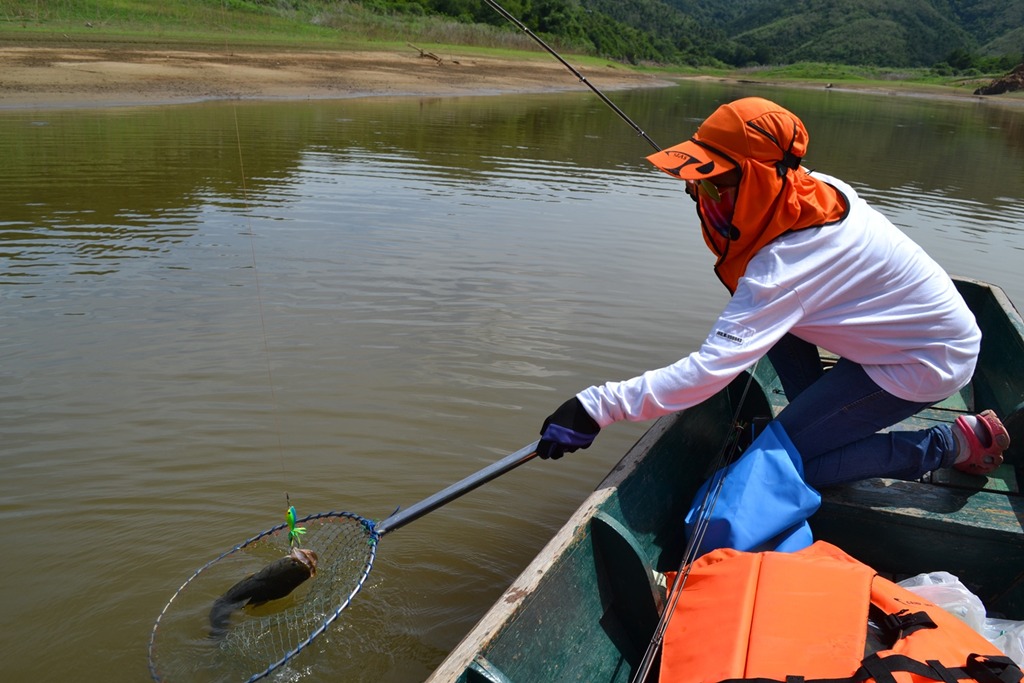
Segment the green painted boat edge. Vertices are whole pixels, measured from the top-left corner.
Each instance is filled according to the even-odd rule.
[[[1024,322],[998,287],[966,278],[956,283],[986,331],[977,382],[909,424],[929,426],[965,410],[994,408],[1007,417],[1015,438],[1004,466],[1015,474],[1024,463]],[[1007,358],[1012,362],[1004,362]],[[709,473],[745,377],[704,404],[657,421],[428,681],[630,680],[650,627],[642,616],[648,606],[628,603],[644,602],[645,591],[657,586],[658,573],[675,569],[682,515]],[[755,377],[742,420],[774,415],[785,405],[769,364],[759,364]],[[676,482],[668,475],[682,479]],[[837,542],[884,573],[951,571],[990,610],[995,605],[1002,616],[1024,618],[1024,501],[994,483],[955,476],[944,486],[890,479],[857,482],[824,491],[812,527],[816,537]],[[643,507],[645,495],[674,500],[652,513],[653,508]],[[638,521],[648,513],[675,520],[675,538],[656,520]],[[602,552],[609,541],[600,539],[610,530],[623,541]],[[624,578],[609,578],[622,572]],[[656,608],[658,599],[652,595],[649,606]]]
+===+
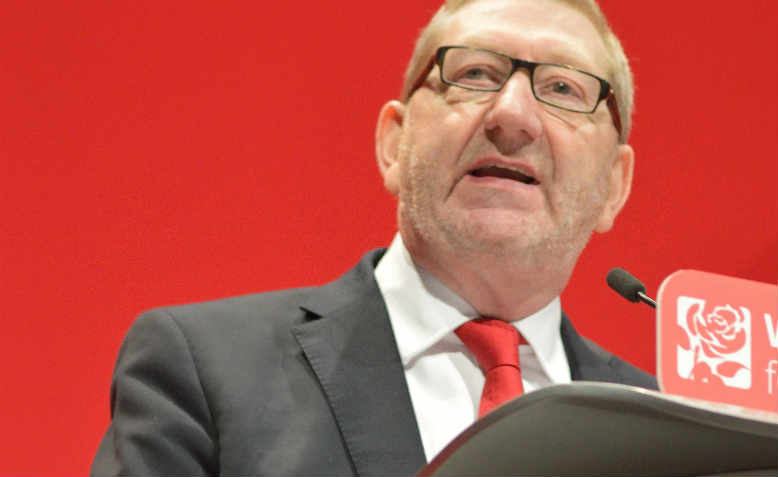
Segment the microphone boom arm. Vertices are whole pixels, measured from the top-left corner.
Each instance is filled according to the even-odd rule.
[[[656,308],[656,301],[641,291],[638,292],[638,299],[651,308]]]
+===+
* **About this exercise**
Which lines in the records above contain the word "measured"? Copy each one.

* **Output of the task**
Segment the green painted boat edge. Vertices are whole pixels, measured from the top-left corner.
Segment the microphone boom arm. Vertices are whole pixels, measured from the top-left corner.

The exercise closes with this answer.